Text to read:
I went to so many films – most of them pretty dire
too! There were lots of cinemas in Kingston then,
but each only had one screen. The Granada and
the Regal and the Empire were all perfectly
respectable, but Kingston Kinema was a total
fleapit. It showed arty, less mainstream films, and
we sometimes went there too, though we weren't
supposed to.

The Kinema attracted Dirty Old Men – far dirtier
than the ones who hung around Maxwells music
shop. The pitch-black of the Kinema made them
bold. They'd shuffle along the empty rows and sit
right next to you. You'd strain as far away from
them as possible, staring up at the screen, heart
thumping. You'd keep telling yourself it was going
to be fine, he wouldn't
do
anything, but then a
clammy hand, repulsive as a jellyfish, would slither
onto your knee. You'd jerk your knee away from it,
trembling, but you knew that hand would come
back. Sometimes it changed into a crab and tried
to scuttle underneath your skirt. Then at long long
last this would galvanize you into action and
you'd grab your friend and sidle down the row away
from him.

Why on earth did we put up with this? Why
didn't we complain loudly and go and find an
usherette? We were all as hopeless as each other –
Carol, Chris, all my other friends: we sat paralysed
with shame and fear while these hateful men
dabbed at us disgustingly. It was as if
we'd
done
something bad and embarrassing. We might joke
about it afterwards, even getting fits of the giggles,
but at the time it was terrifying.

Material provided:

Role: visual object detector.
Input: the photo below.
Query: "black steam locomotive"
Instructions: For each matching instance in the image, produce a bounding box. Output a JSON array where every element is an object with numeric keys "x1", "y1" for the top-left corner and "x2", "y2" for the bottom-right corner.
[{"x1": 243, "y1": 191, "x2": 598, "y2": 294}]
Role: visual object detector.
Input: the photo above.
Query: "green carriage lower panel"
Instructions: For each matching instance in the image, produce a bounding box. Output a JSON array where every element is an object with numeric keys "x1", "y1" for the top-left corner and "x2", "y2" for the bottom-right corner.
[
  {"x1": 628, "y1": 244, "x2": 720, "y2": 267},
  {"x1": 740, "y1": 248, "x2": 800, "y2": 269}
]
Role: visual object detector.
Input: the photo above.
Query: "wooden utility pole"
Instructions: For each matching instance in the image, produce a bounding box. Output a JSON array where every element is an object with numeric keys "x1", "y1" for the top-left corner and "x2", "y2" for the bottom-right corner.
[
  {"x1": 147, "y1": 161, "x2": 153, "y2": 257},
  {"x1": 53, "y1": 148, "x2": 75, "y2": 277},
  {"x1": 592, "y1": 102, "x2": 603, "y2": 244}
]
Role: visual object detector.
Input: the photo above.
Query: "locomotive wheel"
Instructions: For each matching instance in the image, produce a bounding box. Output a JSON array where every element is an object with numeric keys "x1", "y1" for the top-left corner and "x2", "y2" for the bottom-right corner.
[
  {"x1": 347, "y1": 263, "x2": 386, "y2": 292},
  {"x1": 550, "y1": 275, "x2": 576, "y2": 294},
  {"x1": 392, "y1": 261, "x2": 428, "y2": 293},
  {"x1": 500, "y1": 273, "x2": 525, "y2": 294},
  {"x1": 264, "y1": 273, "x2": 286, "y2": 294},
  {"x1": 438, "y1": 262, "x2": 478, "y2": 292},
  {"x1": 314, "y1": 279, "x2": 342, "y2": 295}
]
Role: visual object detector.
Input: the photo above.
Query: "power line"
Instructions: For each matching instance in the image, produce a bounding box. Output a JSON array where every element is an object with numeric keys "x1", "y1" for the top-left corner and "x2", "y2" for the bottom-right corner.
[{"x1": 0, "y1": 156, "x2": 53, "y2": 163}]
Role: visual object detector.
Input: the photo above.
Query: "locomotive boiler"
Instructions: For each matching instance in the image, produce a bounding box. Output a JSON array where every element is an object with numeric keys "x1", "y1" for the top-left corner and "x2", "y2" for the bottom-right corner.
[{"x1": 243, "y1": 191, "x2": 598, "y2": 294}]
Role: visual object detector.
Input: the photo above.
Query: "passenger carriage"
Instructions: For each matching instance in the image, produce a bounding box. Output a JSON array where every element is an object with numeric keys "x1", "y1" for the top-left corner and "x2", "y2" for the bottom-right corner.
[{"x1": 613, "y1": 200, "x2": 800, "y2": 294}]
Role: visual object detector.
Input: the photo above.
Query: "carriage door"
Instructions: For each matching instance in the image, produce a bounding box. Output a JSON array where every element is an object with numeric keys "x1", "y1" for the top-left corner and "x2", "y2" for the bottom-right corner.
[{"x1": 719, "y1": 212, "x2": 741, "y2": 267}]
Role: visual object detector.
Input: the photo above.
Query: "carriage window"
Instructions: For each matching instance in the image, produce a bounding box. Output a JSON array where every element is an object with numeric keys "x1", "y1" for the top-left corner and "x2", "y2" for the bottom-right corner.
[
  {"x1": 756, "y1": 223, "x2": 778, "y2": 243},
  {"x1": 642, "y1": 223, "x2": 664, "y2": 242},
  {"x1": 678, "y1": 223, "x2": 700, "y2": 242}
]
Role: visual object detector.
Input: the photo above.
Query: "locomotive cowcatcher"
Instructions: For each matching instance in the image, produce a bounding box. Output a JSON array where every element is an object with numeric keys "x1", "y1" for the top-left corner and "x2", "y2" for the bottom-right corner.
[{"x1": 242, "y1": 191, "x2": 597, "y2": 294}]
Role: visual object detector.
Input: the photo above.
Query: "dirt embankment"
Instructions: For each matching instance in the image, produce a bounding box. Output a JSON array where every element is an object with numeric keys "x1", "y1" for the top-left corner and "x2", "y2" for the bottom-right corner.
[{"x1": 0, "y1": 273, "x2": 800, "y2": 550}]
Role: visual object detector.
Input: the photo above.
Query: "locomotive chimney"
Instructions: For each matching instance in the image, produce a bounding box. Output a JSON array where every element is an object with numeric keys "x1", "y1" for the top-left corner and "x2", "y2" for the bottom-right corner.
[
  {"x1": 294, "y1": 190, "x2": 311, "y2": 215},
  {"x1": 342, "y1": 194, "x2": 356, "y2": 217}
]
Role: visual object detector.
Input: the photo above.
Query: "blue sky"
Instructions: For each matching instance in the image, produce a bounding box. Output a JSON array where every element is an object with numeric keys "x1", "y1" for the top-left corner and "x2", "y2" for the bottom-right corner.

Written task A: Return every line of the records that contains the string "locomotive", matching case exactly.
Written task B: Extend the passage about going to the cinemas in Kingston, picking up after its final sentence.

Final answer A:
Query: "black steam locomotive"
Query: "locomotive wheel"
Query: "locomotive boiler"
Query: "locomotive cowcatcher"
Query: "locomotive chimney"

Final answer B:
So why did we
go
to the Kinema? Well, we wanted
to see those arty movies, a lot of them X-rated. They
would probably be considered very bland kids' stuff
nowadays. We were so totally innocent, even a Cliff
Richard film could shock us. We all wanted to see
his new film,
Expresso Bongo
, because it was set in
Soho where all the strip joints were.

Friday 22 January

In the evening I went to see 'Expresso Bongo' with
Carol at the Regal. We saw tons of girls from school
there, all dressed up pretending to be sixteen. Jill,
Susan and Joyce were there in the 'ninepennies'
and Jill told me afterwards that she had seen Peter
there and he had smiled at her. She also said that
Joyce had asked Susan and her to club together and
buy some cigarettes. They reluctantly agreed, but
Susan wouldn't smoke any. Jill had three and
wasn't very impressed, but Joyce finished the lot
off! I think she's only 13!

P.S. 'Expresso Bongo' was very good.

I was too shy to write in my diary about the
astonishing scene set in a Soho club where you saw
topless showgirls. There was an audible gasp from
the cinema audience as this line of girls jiggled
across the screen. They weren't even entirely
topless: they had little stars in pertinent places,
presumably stuck on. It must have been pretty
painful removing them each night.

You didn't get topless models in newspapers
in 1960, not the papers we had at home anyway.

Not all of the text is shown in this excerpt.